# [Reading text]
While we are inundated with the wild and wonderful things technology can do, from applying real-time face filters on TikTok and Instagram, deepfake videos that allow us to see Arnold Schwarzenegger’s face seamlessly integrated onto other actors’ performances, or using ChatGPT to write essays for school, scam artists are similarly effective at using these technologies to steal money from people.

Think you’re immune? I used to worry about my parents being scammed by phishing e-mails, despite telltale poor grammar, improper formatting or broken English. But now that AI technology apparently has better bedside manner and diagnostic accuracy than some human doctors do, it’s creating phishing e-mails so effective that even I’m starting to second-guess them.

Last month I was almost fooled after I got an e-mail from Meta saying that my business Facebook page contained some posts that violated copyright rules and that my account was in danger of being suspended. Initially I ignored it as I hadn’t posted anything in years, let alone material that didn’t belong to me.

But after a number of follow-up e-mails, I started to worry. There were no spelling mistakes. The e-mails were perfectly formatted. They looked like legitimate e-mails I’ve received before from Meta. Instead of clicking on any links within those e-mails, I opened a separate browser window and logged into my account. Everything was fine – it was a phishing e-mail after all. But I almost fell for it.

When I did a Google search for “Facebook business account phishing e-mail scam,” I found out many other users had unknowingly given scammers access to their accounts by clicking on those links. Some got blackmailed to regain access, while some saw large bills racked up on their accounts, oblivious to having been phished months or years ago.

In a grandparent or emergency scam, similar to the one Ms. DeStefano went through, a family member in distress contacts you needing urgent financial help. Perhaps they are travelling and lost their wallet. Or maybe they’ve just been in a fender-bender. The scam works because the heightened emotions of an emergency and the concern you would have for a loved one are disarming.

Historically, those who reported being scammed this way (many of these scams go unreported out of embarrassment) noted that the person calling didn’t sound quite like themselves. But that gets chalked up to a bad connection, or the fact that they hadn’t spoken in a while. The advent of voice-cloning technology has made this scam insidiously more effective. It probably won’t be long before video-cloning tech is ubiquitous enough that we start getting video calls that look and sound like our loved ones.

While technology keeps advancing, perhaps one of the most low-tech solutions could be the most effective. And it comes from old-school spy craft.

At the beginning of the sixth instalment of the Mission: Impossible franchise, Tom Cruise’s character meets a shadowy figure who tells him:

“Fate whispers to the warrior?”

“A storm is coming.”

“The warrior replies?”

“I am the storm.”

These movie adaptations of sign-countersign phrases – or challenge and password exchanges – which are used to confirm identities would be dead giveaways that someone is a spy. For the purpose of defending against the grandparent scam or derivations of it, the concept of a challenge and passphrase, or using what some might call an “AI safeword,” should be something to consider discussing with family.

Here are three steps to help prevent you from getting scammed in our brave new AI world:

  1. Awareness: Share information on how these scams operate.
  2. Create a challenge and passphrase, or an AI safe word: It’s probably okay, and a little bit fun, to come up with a nonsensical challenge and response pairing because, unlike an actual spy, you don’t need to worry about getting your cover blown. You just need to know if you can hang up on a scammer.
  3. Practice: You should try to use your challenge and response phrase periodically when you have a call with family. My wife and I developed an exchange and I keep forgetting it. So we either have to practise it more, or come up with something better.

As scams evolve, so must our strategies to defend against them.


Preet Banerjee is a consultant to the wealth management industry with a focus on commercial applications of behavioural finance research.

# [Recorded data]
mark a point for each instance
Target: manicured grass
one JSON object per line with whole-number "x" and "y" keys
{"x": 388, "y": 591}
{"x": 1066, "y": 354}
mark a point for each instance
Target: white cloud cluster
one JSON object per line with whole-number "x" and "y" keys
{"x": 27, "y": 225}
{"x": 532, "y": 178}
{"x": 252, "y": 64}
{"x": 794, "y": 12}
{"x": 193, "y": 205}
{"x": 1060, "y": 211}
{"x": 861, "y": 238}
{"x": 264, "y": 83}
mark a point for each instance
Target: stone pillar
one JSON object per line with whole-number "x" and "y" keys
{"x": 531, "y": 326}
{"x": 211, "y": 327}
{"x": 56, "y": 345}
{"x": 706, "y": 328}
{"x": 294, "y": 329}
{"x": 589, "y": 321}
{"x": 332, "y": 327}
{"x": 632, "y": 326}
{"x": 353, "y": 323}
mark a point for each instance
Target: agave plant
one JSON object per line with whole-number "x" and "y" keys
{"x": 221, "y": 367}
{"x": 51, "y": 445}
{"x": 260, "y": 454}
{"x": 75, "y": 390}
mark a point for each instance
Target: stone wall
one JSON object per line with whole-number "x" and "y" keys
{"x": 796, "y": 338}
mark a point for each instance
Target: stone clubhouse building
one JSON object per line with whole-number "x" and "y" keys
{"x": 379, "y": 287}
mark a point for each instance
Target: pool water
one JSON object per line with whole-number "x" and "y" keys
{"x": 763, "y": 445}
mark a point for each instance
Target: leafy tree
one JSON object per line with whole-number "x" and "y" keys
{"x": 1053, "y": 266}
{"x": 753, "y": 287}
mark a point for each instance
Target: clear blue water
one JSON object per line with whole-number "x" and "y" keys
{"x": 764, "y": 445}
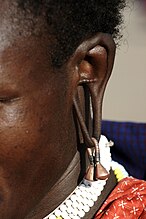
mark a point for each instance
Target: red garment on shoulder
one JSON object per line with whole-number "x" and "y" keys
{"x": 127, "y": 200}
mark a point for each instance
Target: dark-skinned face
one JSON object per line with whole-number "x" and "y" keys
{"x": 34, "y": 112}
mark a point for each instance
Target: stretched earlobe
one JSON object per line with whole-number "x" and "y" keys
{"x": 94, "y": 71}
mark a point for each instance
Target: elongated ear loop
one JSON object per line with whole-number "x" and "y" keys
{"x": 95, "y": 169}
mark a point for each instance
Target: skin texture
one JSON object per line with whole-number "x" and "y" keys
{"x": 31, "y": 126}
{"x": 38, "y": 134}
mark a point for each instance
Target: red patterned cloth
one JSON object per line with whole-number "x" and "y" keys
{"x": 127, "y": 200}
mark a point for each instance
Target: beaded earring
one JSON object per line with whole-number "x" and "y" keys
{"x": 95, "y": 169}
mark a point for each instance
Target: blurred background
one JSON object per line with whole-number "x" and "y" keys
{"x": 125, "y": 97}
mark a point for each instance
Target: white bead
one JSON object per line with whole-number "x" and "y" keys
{"x": 90, "y": 203}
{"x": 63, "y": 207}
{"x": 64, "y": 214}
{"x": 81, "y": 213}
{"x": 68, "y": 202}
{"x": 86, "y": 208}
{"x": 73, "y": 197}
{"x": 69, "y": 209}
{"x": 57, "y": 213}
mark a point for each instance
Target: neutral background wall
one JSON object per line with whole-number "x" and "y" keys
{"x": 125, "y": 97}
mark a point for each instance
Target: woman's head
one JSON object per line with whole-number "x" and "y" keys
{"x": 47, "y": 49}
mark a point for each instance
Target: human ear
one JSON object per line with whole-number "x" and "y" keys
{"x": 93, "y": 61}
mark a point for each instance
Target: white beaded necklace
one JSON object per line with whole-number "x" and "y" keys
{"x": 79, "y": 202}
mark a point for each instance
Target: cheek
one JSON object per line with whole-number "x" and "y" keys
{"x": 26, "y": 138}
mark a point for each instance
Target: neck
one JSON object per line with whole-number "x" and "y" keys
{"x": 65, "y": 185}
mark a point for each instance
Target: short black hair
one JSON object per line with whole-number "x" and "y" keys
{"x": 72, "y": 21}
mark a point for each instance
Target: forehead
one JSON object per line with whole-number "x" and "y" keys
{"x": 17, "y": 23}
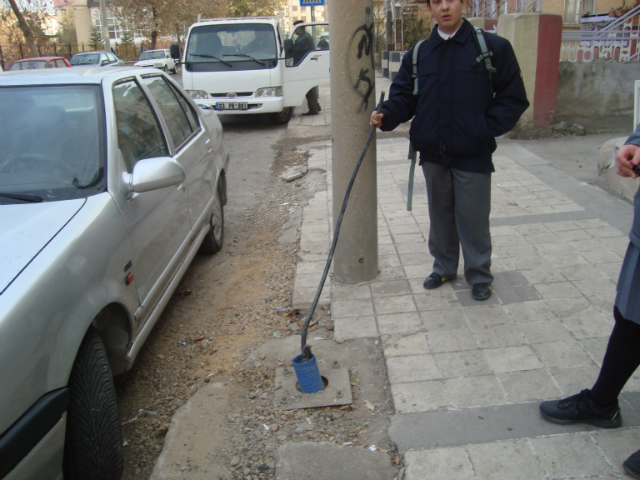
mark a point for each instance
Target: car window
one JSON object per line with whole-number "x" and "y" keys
{"x": 139, "y": 135}
{"x": 52, "y": 141}
{"x": 186, "y": 106}
{"x": 85, "y": 59}
{"x": 28, "y": 65}
{"x": 173, "y": 113}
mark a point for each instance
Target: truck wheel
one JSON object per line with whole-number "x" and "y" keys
{"x": 212, "y": 242}
{"x": 93, "y": 442}
{"x": 280, "y": 118}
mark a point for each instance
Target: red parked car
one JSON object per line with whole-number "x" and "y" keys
{"x": 39, "y": 62}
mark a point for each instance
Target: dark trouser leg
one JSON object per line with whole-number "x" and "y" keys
{"x": 312, "y": 100}
{"x": 620, "y": 361}
{"x": 444, "y": 244}
{"x": 473, "y": 206}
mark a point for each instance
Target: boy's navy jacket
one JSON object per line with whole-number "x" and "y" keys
{"x": 456, "y": 117}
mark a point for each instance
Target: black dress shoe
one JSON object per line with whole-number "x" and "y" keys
{"x": 481, "y": 291}
{"x": 632, "y": 465}
{"x": 581, "y": 409}
{"x": 436, "y": 280}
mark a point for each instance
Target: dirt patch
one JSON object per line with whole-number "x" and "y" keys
{"x": 225, "y": 307}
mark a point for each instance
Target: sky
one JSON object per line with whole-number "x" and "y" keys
{"x": 30, "y": 5}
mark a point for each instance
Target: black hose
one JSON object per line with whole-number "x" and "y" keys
{"x": 306, "y": 349}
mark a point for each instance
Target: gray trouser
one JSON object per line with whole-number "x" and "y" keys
{"x": 459, "y": 207}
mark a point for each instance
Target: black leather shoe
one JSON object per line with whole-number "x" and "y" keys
{"x": 436, "y": 280}
{"x": 632, "y": 465}
{"x": 580, "y": 409}
{"x": 481, "y": 291}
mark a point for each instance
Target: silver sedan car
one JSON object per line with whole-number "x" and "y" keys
{"x": 111, "y": 180}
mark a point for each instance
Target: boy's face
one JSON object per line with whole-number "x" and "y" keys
{"x": 448, "y": 14}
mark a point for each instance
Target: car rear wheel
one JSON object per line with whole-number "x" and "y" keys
{"x": 93, "y": 444}
{"x": 212, "y": 242}
{"x": 280, "y": 118}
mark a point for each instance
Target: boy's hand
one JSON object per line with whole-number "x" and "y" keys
{"x": 627, "y": 157}
{"x": 376, "y": 119}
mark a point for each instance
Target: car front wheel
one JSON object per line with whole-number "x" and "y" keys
{"x": 280, "y": 118}
{"x": 212, "y": 242}
{"x": 93, "y": 444}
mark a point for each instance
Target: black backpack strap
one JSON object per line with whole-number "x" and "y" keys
{"x": 485, "y": 55}
{"x": 414, "y": 73}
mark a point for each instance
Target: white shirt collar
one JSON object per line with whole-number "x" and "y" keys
{"x": 447, "y": 36}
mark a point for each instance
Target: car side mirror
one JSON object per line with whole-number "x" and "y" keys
{"x": 288, "y": 48}
{"x": 155, "y": 173}
{"x": 175, "y": 51}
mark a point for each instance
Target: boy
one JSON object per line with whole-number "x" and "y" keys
{"x": 457, "y": 114}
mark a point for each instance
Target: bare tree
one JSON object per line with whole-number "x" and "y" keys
{"x": 26, "y": 28}
{"x": 146, "y": 16}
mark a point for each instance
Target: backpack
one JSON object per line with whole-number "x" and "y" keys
{"x": 485, "y": 55}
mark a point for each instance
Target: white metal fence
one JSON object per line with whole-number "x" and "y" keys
{"x": 618, "y": 40}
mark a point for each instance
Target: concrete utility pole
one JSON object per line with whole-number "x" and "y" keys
{"x": 353, "y": 99}
{"x": 105, "y": 25}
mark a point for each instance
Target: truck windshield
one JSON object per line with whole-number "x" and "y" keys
{"x": 232, "y": 47}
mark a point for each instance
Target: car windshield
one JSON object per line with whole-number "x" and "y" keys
{"x": 28, "y": 65}
{"x": 85, "y": 59}
{"x": 232, "y": 47}
{"x": 152, "y": 55}
{"x": 53, "y": 143}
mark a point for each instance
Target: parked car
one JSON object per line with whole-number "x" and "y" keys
{"x": 96, "y": 59}
{"x": 158, "y": 59}
{"x": 111, "y": 180}
{"x": 35, "y": 63}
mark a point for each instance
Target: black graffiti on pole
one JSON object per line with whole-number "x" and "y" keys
{"x": 364, "y": 35}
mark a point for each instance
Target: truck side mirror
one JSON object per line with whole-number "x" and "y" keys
{"x": 288, "y": 48}
{"x": 175, "y": 51}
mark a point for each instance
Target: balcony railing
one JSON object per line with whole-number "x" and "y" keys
{"x": 619, "y": 40}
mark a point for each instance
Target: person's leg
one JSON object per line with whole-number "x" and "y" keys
{"x": 472, "y": 208}
{"x": 620, "y": 361}
{"x": 444, "y": 243}
{"x": 312, "y": 101}
{"x": 599, "y": 406}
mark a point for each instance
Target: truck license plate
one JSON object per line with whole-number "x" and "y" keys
{"x": 231, "y": 106}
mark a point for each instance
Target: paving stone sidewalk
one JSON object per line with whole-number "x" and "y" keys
{"x": 467, "y": 376}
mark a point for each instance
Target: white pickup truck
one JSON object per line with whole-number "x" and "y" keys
{"x": 245, "y": 66}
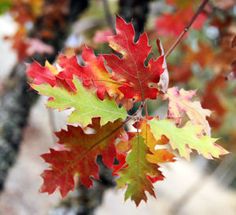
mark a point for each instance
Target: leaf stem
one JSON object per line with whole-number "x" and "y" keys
{"x": 187, "y": 27}
{"x": 108, "y": 15}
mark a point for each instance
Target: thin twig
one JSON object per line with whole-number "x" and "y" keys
{"x": 187, "y": 27}
{"x": 108, "y": 15}
{"x": 52, "y": 123}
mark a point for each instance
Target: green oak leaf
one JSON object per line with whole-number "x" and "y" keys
{"x": 186, "y": 138}
{"x": 135, "y": 175}
{"x": 85, "y": 103}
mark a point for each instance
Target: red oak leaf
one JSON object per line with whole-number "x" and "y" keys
{"x": 40, "y": 74}
{"x": 130, "y": 69}
{"x": 79, "y": 156}
{"x": 93, "y": 74}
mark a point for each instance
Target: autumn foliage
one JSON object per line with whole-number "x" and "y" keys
{"x": 100, "y": 92}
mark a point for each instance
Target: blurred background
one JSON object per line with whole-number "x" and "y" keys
{"x": 205, "y": 60}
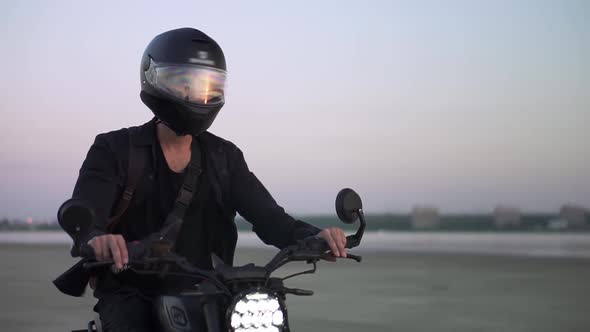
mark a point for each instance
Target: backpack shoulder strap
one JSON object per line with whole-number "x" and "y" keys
{"x": 136, "y": 165}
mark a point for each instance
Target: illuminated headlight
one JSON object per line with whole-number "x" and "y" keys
{"x": 257, "y": 311}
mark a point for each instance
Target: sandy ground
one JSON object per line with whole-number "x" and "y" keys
{"x": 386, "y": 292}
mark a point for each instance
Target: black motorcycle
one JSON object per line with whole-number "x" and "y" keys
{"x": 235, "y": 299}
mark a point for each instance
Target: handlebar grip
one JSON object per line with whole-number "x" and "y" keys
{"x": 351, "y": 242}
{"x": 86, "y": 251}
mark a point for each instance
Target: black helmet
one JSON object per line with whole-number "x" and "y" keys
{"x": 182, "y": 80}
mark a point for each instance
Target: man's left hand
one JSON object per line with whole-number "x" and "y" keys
{"x": 336, "y": 240}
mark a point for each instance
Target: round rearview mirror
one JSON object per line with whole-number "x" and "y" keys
{"x": 75, "y": 216}
{"x": 348, "y": 203}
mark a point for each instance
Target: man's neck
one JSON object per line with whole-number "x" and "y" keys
{"x": 170, "y": 140}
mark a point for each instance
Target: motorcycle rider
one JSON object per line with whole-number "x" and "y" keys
{"x": 182, "y": 74}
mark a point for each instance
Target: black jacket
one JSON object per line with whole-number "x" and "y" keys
{"x": 235, "y": 189}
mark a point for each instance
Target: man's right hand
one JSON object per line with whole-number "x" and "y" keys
{"x": 110, "y": 246}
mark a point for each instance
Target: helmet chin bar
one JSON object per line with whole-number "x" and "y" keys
{"x": 182, "y": 119}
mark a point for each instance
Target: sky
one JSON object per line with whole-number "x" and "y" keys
{"x": 459, "y": 104}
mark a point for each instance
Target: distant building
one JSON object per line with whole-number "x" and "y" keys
{"x": 506, "y": 216}
{"x": 575, "y": 215}
{"x": 425, "y": 217}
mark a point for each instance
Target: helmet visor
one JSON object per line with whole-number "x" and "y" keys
{"x": 194, "y": 84}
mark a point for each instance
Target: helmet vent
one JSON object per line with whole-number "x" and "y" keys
{"x": 201, "y": 41}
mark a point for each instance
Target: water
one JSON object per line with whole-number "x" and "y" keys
{"x": 509, "y": 244}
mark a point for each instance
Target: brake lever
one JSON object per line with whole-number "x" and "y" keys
{"x": 356, "y": 258}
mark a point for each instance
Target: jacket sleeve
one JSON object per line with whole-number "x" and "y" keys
{"x": 253, "y": 202}
{"x": 99, "y": 183}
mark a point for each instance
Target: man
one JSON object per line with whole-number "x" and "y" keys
{"x": 182, "y": 74}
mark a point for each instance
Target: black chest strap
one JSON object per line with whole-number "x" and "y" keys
{"x": 187, "y": 191}
{"x": 138, "y": 159}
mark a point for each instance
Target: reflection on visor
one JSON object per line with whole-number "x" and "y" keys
{"x": 194, "y": 84}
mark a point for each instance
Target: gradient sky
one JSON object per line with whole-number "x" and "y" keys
{"x": 461, "y": 104}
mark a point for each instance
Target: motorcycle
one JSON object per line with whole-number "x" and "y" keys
{"x": 228, "y": 298}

# [Task set]
**1)** In the article on AI scams, what did the writer do instead of clicking any links in the follow-up e-mails that appeared to come from Meta?
**2)** Translate this sentence from the article on AI scams into Spanish: "As scams evolve, so must our strategies to defend against them."

# [Responses per task]
**1)** The writer opened a separate browser window and logged into the account.

**2)** A medida que las estafas evolucionan, también deben hacerlo nuestras estrategias para defendernos de ellas.